■ What this task involves
Copy out each line of the entries below in which the string "digit" appears.

===== Supplied records

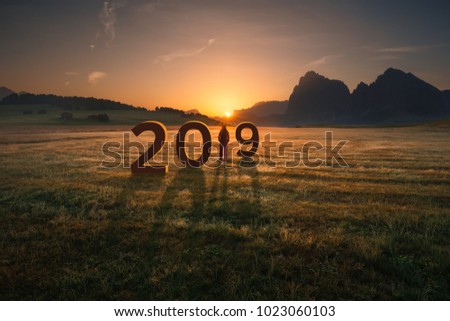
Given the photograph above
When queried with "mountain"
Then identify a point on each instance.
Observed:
(446, 95)
(5, 92)
(267, 113)
(317, 99)
(264, 108)
(396, 96)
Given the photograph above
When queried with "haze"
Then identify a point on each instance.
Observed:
(214, 56)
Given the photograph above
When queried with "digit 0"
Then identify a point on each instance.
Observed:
(160, 131)
(254, 140)
(181, 147)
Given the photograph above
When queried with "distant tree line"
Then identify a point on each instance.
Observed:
(66, 103)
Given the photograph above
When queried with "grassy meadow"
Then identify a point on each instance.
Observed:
(378, 229)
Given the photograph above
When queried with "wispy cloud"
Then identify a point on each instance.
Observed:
(95, 76)
(322, 61)
(108, 18)
(182, 53)
(404, 49)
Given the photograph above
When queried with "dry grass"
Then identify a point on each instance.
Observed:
(376, 230)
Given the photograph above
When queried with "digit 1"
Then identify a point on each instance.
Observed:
(181, 147)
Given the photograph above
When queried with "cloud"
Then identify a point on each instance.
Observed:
(322, 61)
(95, 76)
(108, 18)
(182, 53)
(404, 49)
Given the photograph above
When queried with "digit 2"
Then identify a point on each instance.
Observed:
(160, 131)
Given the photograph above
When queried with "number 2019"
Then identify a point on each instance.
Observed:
(160, 131)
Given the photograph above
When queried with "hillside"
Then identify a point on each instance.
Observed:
(46, 110)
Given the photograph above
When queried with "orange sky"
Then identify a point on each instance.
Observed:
(214, 55)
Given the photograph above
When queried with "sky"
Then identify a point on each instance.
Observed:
(215, 55)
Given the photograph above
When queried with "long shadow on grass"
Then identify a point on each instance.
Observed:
(203, 253)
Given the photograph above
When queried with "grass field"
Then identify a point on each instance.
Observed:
(379, 229)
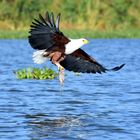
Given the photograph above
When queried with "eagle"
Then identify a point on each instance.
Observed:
(66, 53)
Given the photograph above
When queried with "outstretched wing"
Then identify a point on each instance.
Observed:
(45, 33)
(80, 61)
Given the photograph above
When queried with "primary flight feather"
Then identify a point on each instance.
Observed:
(65, 53)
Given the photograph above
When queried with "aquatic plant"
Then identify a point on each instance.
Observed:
(35, 73)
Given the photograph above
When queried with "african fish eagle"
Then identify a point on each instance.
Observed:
(65, 53)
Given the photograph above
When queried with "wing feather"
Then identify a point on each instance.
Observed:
(44, 34)
(80, 61)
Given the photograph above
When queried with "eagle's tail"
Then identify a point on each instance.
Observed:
(38, 57)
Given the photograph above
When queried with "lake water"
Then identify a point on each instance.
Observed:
(89, 107)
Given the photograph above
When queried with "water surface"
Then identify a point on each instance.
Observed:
(89, 106)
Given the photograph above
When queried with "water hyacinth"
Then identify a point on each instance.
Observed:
(36, 73)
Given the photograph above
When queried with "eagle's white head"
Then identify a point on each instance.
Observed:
(74, 45)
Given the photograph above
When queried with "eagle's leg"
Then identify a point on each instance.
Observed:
(56, 59)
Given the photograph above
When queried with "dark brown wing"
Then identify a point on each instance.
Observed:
(80, 61)
(45, 33)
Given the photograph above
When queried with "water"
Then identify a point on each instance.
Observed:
(89, 106)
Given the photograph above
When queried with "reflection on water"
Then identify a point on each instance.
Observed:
(89, 106)
(42, 126)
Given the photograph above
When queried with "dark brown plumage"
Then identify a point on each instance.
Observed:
(46, 35)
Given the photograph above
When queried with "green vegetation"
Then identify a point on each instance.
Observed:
(90, 18)
(35, 73)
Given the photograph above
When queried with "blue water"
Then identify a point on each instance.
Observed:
(89, 107)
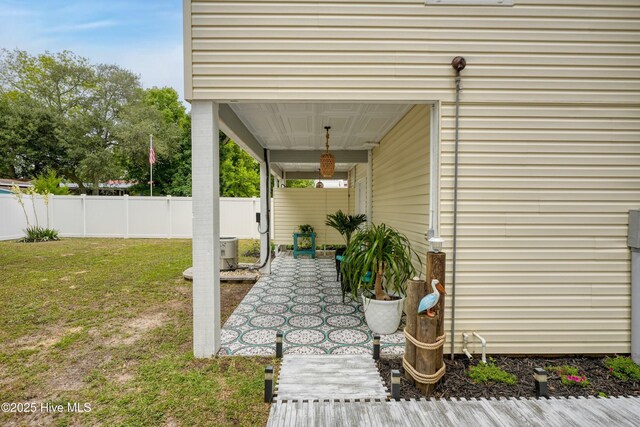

==========

■ Answer to the exercise
When queried with "digit 0"
When queried with "digit 1"
When queried with "digit 2"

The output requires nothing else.